**What to do**: Once you have read the records below, report how many lines contain the word "like", and give nothing besides that number.

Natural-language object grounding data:
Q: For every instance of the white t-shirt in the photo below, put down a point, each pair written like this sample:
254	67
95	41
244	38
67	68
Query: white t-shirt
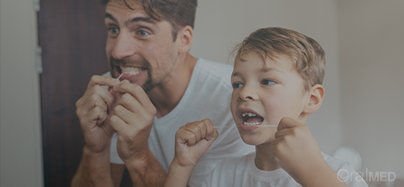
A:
207	96
241	171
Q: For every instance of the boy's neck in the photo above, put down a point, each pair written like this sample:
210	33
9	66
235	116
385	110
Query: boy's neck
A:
263	161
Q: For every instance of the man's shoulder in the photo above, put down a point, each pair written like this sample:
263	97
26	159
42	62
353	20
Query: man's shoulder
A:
240	161
216	69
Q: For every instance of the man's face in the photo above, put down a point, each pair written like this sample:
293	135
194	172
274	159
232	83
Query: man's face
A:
263	93
140	48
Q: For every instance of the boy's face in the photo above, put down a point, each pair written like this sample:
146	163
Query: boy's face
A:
263	93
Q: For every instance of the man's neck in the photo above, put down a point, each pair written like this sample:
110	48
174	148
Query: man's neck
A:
168	94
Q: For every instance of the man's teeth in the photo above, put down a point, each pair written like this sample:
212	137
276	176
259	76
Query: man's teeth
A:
131	70
251	124
248	114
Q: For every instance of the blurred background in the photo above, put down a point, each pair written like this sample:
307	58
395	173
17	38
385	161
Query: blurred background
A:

**Your response**: 8